By Stella Paul
With October, the air is turning a crisp cool all over north east India. Soon, the markets across the region will be flooded with winter vegetables and fruits including oranges. However, this winter will be far less juicer than the earlier ones. Reason? Orange trees are dying, en masse.
To most people, orange production in India is synonymous to Nagpur of Maharashtra. However, a number of places in the Northeast India region –including Mizoram’s Jampuii hills and Tamenglong district of Manipur grow Mandarin orange (Citrus reticulata) in significant quantity. In the year 2008-09 alone, Tamenglong district produced 17,311 metric tons of oranges.
But this season, the production is going to be far less, thanks to a mysterious disease that’s left hundreds of orange trees dead. “The decline actually started in 2000”, says Achungmei Kamei a local whose family owns an orange orchard. “The orange harvest takes place annually in December and January. During these two months, we make our entire annual income. But now, dead trees have resulted in an incredibly precarious situation for us, affecting our livelihoods,” Kamei adds.
There are about 1000 households like Kamei’s, which are involved in farming oranges here, making about Rs. 60,000 minimum every season and a maximum of Rs. 1.5 lakhs. Today all of them are facing an uncertain future.
Mr Katadim, another orange farmer, highlights this reality, ‘farmers like me are in shock and are helpless, because for us these oranges are our only source of income to sustain our families.’
Desperate to counter the situation, orange farmers have started to grow banana plants. Whilst this may go some way to compensate the farmers’ financial loss, it continues to puzzle agricultural experts and civilians on why the orange trees are dying in the first place.
Climate change has been mentioned as a possible explanation but this is nothing more than conjecture; no one knows for sure. After a visit from the India Foundation of Agriculture Research, various interventions were suggested, namely the use of sprinklers and fertilizers, but alas, to no effect.
The juicy oranges have been a big attraction for hundreds of people who visit the Tamenglong Orange Festival – an annual event, held in December. But this year, the festival venue has been shifted to state capital, adding to the woes of the local farmers.

» **Material provided**:
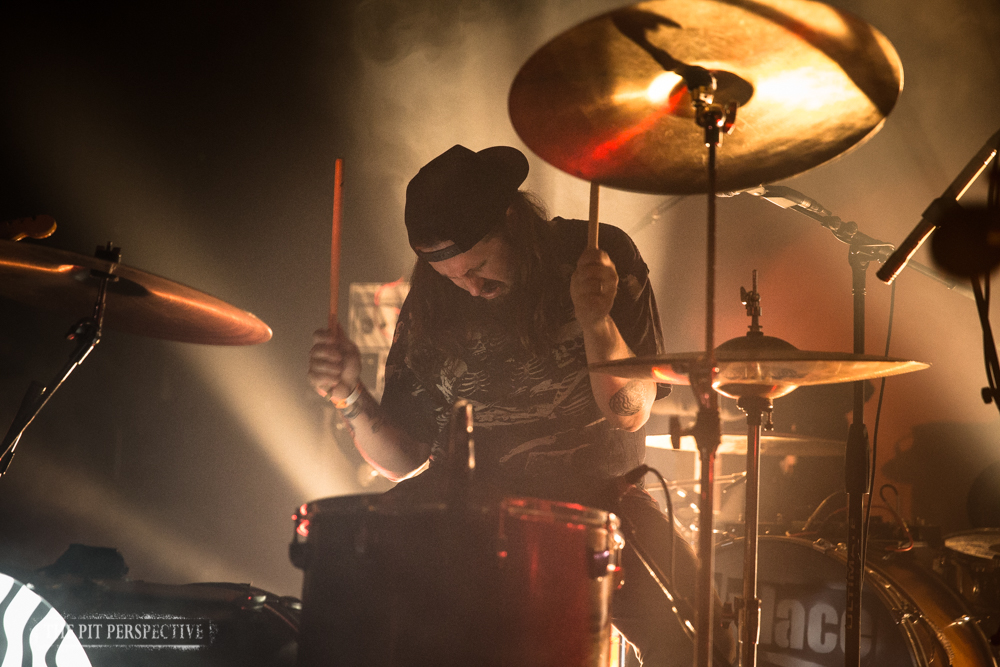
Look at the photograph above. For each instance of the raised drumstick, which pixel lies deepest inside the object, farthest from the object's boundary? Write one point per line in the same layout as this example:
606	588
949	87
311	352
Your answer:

» **What to produce**:
Reproduce, word for word, the passage of the orange tree article that begins with the words containing "Climate change has" and ends with "to no effect.".

» **Exercise answer**:
Climate change has been mentioned as a possible explanation but this is nothing more than conjecture; no one knows for sure. After a visit from the India Foundation of Agriculture Research, various interventions were suggested, namely the use of sprinklers and fertilizers, but alas, to no effect.